Written exercise: Output all of the records exactly as written.

Extracted records:
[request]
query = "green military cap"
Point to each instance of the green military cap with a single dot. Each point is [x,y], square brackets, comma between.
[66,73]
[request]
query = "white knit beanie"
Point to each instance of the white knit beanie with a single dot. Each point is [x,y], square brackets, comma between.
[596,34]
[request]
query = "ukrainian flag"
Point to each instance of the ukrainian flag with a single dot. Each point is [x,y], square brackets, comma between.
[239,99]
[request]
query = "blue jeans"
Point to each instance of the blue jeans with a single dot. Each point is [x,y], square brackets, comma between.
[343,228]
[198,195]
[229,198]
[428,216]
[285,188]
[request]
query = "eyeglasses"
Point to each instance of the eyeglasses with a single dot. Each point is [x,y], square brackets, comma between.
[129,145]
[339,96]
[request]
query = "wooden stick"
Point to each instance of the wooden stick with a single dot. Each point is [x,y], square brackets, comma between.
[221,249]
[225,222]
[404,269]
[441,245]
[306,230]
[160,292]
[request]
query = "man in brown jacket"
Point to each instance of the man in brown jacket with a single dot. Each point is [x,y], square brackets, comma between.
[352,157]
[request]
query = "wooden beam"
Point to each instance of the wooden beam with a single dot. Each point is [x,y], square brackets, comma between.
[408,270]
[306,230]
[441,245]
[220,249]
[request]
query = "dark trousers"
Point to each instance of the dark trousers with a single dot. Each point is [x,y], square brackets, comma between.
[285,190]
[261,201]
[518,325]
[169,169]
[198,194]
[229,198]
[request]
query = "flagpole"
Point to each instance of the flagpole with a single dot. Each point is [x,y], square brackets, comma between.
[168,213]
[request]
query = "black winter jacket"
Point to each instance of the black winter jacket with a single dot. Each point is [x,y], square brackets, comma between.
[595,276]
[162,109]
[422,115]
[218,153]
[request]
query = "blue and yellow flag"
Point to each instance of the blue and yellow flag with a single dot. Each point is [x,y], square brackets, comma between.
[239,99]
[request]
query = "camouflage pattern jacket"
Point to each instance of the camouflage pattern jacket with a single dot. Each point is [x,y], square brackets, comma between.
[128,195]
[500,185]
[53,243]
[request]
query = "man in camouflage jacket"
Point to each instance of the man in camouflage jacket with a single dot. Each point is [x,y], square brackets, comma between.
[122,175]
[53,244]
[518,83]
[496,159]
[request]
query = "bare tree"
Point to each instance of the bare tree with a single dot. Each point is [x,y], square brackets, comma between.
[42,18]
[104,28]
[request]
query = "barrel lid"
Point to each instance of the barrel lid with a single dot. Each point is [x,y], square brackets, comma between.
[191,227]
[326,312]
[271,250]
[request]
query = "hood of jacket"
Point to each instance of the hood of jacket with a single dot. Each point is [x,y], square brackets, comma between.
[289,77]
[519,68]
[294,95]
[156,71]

The result:
[request]
query = "green military cap"
Point to each instance of the green military cap with a single dot. Each point is [x,y], square brackets, comma between.
[66,73]
[request]
query = "white knit beanie"
Point to each instance of the white knit beanie with a single dot. Each point is [x,y], square brackets, comma between.
[596,34]
[request]
query = "ukrainian flag"
Point to each instance of the ukrainian flag with a single dot. Each point is [x,y], square brackets, comma between.
[239,99]
[request]
query = "blue jeans"
Point to each instance of the blue jeans with a single dot. Each point is [x,y], square brackets, comma between.
[343,228]
[198,195]
[229,198]
[428,216]
[285,188]
[request]
query = "eyeglasses"
Point to each instance of the eyeglasses with a single dot. Each point is [x,y], square brackets, comma between.
[129,145]
[339,96]
[request]
query = "wooden stick"
Point to each instance of the wooden stick with a single dot. Each point is [x,y], square brackets, comma between.
[221,249]
[225,222]
[404,269]
[441,245]
[306,230]
[160,292]
[request]
query = "man in brown jacket"
Point to each instance of the man in brown jacket with a single dot. Each point is [x,y], square brackets, comma between.
[352,157]
[request]
query = "wooden beam"
Point to each instance of the wooden beam with a single dot. Each point is [x,y], square brackets, comma between.
[408,270]
[306,230]
[441,245]
[220,249]
[request]
query = "dark trousers"
Point to each instance of the dark trousers with a single dot. Each point is [x,y], square brackets, comma between.
[285,190]
[261,201]
[518,325]
[169,169]
[198,194]
[229,198]
[request]
query = "flagpole"
Point to each instance of the flagpole with a single dot. Each point is [x,y], square brackets, comma between.
[168,213]
[request]
query = "black winter jacket"
Point to each instance of the black winter jacket with a single dot. Each point is [x,y], square brackets, comma between.
[595,276]
[162,109]
[422,115]
[218,153]
[request]
query = "blue and yellow flag"
Point to each instance of the blue and yellow flag with a single dot. Each point is [x,y], square brackets, comma between.
[239,99]
[request]
query = "camouflage pattern jacket"
Point to each instance of the camouflage pattern jacket with a single dot. Each point is [x,y], square brackets, comma between.
[128,195]
[500,185]
[53,243]
[request]
query = "man in camouflage jacket"
Point to each instance of the man in camouflage jacket with a single dot. Each point is [x,y], square brackets, comma between.
[122,175]
[53,244]
[518,83]
[496,159]
[request]
query = "bare tree"
Point to each instance of the bare tree with a single dot. Each point is [x,y], square brackets, comma between.
[42,18]
[104,28]
[request]
query = "barrel lid"
Point to each instance of the barrel lid with a single dot. Each point is [x,y], square brackets, comma between.
[191,227]
[326,312]
[271,250]
[request]
query = "hood of jacket"
Point to each instance of the hood of jacket with a single dot. Each point is [x,y], square brackets, comma between.
[289,77]
[519,68]
[294,95]
[156,71]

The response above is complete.